Data for this exercise:

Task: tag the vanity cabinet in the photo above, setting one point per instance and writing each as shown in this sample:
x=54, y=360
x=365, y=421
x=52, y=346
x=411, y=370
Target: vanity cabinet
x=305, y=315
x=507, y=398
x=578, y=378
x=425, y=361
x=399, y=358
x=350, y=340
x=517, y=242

Short exercise: Turn the lines above into a JSON list of strings, one string per line, with blank lines left out.

Output:
[
  "Task: tag the vanity cabinet in the photo above, setting one point per instance and writing each as shown in this sample:",
  "x=54, y=360",
  "x=365, y=421",
  "x=52, y=346",
  "x=411, y=370",
  "Target: vanity cabinet",
  "x=305, y=315",
  "x=507, y=398",
  "x=578, y=378",
  "x=425, y=361",
  "x=399, y=358",
  "x=350, y=340",
  "x=517, y=242"
]